What the task asks:
Give back every line of the data below exactly.

Data for this task:
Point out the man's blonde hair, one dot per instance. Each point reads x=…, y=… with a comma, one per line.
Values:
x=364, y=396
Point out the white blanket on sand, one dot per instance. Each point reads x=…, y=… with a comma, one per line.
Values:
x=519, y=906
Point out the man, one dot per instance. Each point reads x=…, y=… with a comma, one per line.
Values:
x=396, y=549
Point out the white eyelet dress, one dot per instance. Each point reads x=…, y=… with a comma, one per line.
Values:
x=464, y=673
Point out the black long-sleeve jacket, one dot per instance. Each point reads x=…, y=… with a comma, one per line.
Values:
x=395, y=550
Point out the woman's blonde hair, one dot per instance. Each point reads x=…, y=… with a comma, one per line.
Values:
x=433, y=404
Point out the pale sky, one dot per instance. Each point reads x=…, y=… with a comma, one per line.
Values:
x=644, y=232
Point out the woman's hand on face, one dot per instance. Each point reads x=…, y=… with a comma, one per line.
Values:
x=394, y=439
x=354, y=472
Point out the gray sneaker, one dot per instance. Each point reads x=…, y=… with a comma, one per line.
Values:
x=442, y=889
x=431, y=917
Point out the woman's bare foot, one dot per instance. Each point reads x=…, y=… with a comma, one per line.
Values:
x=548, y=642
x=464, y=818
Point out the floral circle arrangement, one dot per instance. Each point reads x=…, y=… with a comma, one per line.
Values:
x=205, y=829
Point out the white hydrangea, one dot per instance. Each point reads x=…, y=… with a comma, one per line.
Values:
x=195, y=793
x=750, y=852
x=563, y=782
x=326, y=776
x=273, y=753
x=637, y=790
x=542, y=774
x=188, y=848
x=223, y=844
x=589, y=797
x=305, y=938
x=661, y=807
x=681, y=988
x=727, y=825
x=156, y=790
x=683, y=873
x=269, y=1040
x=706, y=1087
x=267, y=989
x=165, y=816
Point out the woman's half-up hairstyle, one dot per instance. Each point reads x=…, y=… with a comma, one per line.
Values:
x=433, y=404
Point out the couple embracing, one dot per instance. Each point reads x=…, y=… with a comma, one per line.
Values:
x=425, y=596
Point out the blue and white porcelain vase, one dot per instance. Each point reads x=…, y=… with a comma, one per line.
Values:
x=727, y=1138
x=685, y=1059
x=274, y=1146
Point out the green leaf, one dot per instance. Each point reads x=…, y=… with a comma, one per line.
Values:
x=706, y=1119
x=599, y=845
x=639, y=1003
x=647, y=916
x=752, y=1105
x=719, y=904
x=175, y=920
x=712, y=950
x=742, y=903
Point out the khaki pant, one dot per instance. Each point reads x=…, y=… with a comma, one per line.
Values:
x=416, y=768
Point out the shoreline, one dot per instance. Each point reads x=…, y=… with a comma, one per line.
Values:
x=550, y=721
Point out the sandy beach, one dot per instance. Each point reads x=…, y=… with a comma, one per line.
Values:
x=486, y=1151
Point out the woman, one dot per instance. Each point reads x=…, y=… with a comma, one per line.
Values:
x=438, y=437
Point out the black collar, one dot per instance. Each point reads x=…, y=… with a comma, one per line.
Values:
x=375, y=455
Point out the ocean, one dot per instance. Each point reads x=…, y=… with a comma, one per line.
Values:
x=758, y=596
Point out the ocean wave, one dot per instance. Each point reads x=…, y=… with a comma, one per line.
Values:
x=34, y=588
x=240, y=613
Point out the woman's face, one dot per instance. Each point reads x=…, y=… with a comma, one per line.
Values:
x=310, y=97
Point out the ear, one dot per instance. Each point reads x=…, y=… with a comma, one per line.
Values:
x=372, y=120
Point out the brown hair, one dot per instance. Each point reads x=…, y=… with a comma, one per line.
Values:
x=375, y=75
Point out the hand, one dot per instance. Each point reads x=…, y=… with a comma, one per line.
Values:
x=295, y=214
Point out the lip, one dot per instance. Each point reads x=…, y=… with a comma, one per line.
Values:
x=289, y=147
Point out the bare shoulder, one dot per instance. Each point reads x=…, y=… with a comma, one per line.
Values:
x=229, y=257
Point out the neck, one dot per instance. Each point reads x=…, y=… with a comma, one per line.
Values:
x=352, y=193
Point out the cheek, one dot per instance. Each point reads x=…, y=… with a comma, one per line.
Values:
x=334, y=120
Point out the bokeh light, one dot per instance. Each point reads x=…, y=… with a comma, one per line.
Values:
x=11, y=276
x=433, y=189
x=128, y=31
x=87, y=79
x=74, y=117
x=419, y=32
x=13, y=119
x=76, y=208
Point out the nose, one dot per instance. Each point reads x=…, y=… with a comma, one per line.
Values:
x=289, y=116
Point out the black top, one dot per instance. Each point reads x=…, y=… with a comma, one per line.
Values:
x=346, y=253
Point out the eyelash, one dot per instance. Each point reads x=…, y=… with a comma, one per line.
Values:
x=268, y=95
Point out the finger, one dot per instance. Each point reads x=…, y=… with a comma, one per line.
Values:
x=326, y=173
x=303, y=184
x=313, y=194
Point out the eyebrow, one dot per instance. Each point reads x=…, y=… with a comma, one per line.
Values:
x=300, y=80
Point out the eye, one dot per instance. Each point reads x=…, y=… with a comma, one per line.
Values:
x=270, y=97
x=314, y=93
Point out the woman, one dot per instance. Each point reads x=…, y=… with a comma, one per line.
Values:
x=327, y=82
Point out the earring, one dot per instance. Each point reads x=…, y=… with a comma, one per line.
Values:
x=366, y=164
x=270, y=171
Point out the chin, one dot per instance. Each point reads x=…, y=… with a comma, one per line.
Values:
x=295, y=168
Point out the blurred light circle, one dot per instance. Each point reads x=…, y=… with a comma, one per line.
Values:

Response to this task:
Point out the man's blonde hair, one dot per instance. Each point reads x=…, y=… with a comma, one per line.
Values:
x=364, y=396
Point out the white blanket on sand, one dot per instance. Each point reads x=…, y=… with a comma, one per line.
Values:
x=519, y=906
Point out the man, one dot per instance. Each point reads x=…, y=… with a comma, one per line.
Values:
x=396, y=549
Point out the white eyelet dress, one dot per instance. Each point reads x=…, y=… with a comma, one per line.
Values:
x=464, y=673
Point out the black long-sleeve jacket, one dot per instance. Each point reads x=…, y=… with a comma, one per line.
Values:
x=395, y=550
Point out the woman's blonde hair, one dot per instance. Each point reads x=…, y=… with a comma, one per line.
Values:
x=433, y=404
Point out the pale sky, one dot per instance. Each point reads x=…, y=… with a comma, one per line.
Values:
x=644, y=232
Point out the woman's hand on face, one dot per instance. Each point reads x=…, y=… with a comma, one per line.
Values:
x=394, y=439
x=354, y=472
Point out the gray sneaker, one dot per instance. Each point reads x=…, y=… with a comma, one per line.
Values:
x=442, y=889
x=431, y=917
Point out the woman's bare foot, one dot per instance. Each point reads x=…, y=… with a comma, one per line.
Values:
x=548, y=642
x=464, y=818
Point out the floral circle arrangement, one dot per instance. Each point reads x=…, y=… with a comma, one per line.
Values:
x=205, y=829
Point out the white hydrangea, one dot per instance. Each point reads x=…, y=… with a comma, one per line.
Values:
x=195, y=793
x=750, y=852
x=563, y=782
x=326, y=776
x=273, y=753
x=637, y=790
x=542, y=774
x=188, y=848
x=223, y=844
x=589, y=797
x=305, y=938
x=661, y=807
x=681, y=988
x=727, y=825
x=156, y=790
x=683, y=873
x=269, y=1040
x=706, y=1087
x=267, y=989
x=165, y=816
Point out the woman's half-up hairstyle, one dot per instance. Each point reads x=…, y=… with a comma, one per line.
Values:
x=433, y=404
Point out the couple embracing, one dot per instance. Each point reads x=…, y=… with a comma, one per line.
Values:
x=425, y=596
Point out the blue and white porcelain vase, one dot per instance. Each point reads x=…, y=… with a comma, one per line.
Values:
x=727, y=1138
x=685, y=1059
x=274, y=1146
Point out the green leaf, one dot per instance. Each point reads x=…, y=… with a comma, one per line.
Values:
x=706, y=1119
x=599, y=845
x=639, y=1003
x=647, y=916
x=752, y=1105
x=719, y=904
x=175, y=920
x=712, y=950
x=742, y=903
Point out the khaki pant, one dot per instance. Each point reads x=…, y=… with a comma, one per line.
Values:
x=416, y=768
Point out the shoreline, one dot per instance. Each point reads x=…, y=… with a comma, one per line.
Values:
x=550, y=721
Point out the sandy beach, one dot per instance. Each point reads x=…, y=… with a comma, one per line.
Values:
x=486, y=1151
Point out the woman, one dot per instance. Each point reads x=…, y=… with a comma, one per line.
Values:
x=438, y=437
Point out the black collar, one dot per instance. Each point reads x=…, y=… with a comma, one per line.
Values:
x=375, y=455
Point out the ocean, one dot per instance. Each point reads x=…, y=… with a comma, one per line.
Values:
x=758, y=596
Point out the ocean wave, one dot per instance. Each point reads x=…, y=… with a comma, one per line.
Values:
x=34, y=588
x=240, y=613
Point out the woman's face, one dot per instance. Each point reads x=…, y=… with a comma, one per line.
Values:
x=310, y=97
Point out the ear, one dot per instance. Each point reads x=…, y=… with a comma, one per line.
Values:
x=372, y=120
Point out the brown hair, one dot per instance. Each point reads x=…, y=… with a comma, one per line.
Values:
x=375, y=75
Point out the hand, one dot per instance. Each point reads x=…, y=… with a comma, one per line.
Values:
x=295, y=214
Point out the lip, one dot per instance. Each point reads x=…, y=… with a comma, one per line.
Values:
x=289, y=147
Point out the bare shoulder, one dot per instance. Each point reads x=…, y=… with a comma, one per line.
Values:
x=229, y=257
Point out the neck, one dot per instance. Each point reads x=…, y=… with a comma, one per line.
Values:
x=352, y=193
Point out the cheek, one dot per instance. Each point reads x=…, y=… with a comma, one per line.
Values:
x=334, y=120
Point out the bokeh light, one dot per instance. Each point reads x=…, y=… with a comma, one per line.
Values:
x=11, y=276
x=433, y=189
x=128, y=31
x=87, y=79
x=74, y=117
x=419, y=32
x=13, y=119
x=76, y=208
Point out the nose, one dot per instance. Each point reads x=…, y=… with a comma, one per line.
Values:
x=289, y=116
Point out the black top, one dot per instance. Each point reads x=…, y=… with a comma, one per line.
Values:
x=346, y=253
Point out the eyelash, one dot per instance. Each point reads x=…, y=… with a comma, one per line.
Values:
x=268, y=95
Point out the finger, one dot per instance. Each point reads x=…, y=… with a comma, one per line.
Values:
x=326, y=173
x=303, y=184
x=313, y=194
Point out the eyebrow, one dot per instance. Each point reads x=…, y=… with a comma, one per line.
Values:
x=300, y=80
Point out the eye, one dot per instance. Each point reads x=…, y=… with a comma, one per line.
Values:
x=270, y=97
x=314, y=93
Point out the woman, one dot per instance. Each point reads x=…, y=… with a comma, one per line.
Values:
x=327, y=82
Point out the earring, one dot per instance. Each point reads x=…, y=… with a comma, one per line.
Values:
x=366, y=164
x=270, y=171
Point out the chin, one dot per instance. Each point reads x=…, y=… with a comma, one per line.
Values:
x=295, y=168
Point out the blurred light circle, one dot per instance. Each point reads x=…, y=… with a comma, one per line.
Values:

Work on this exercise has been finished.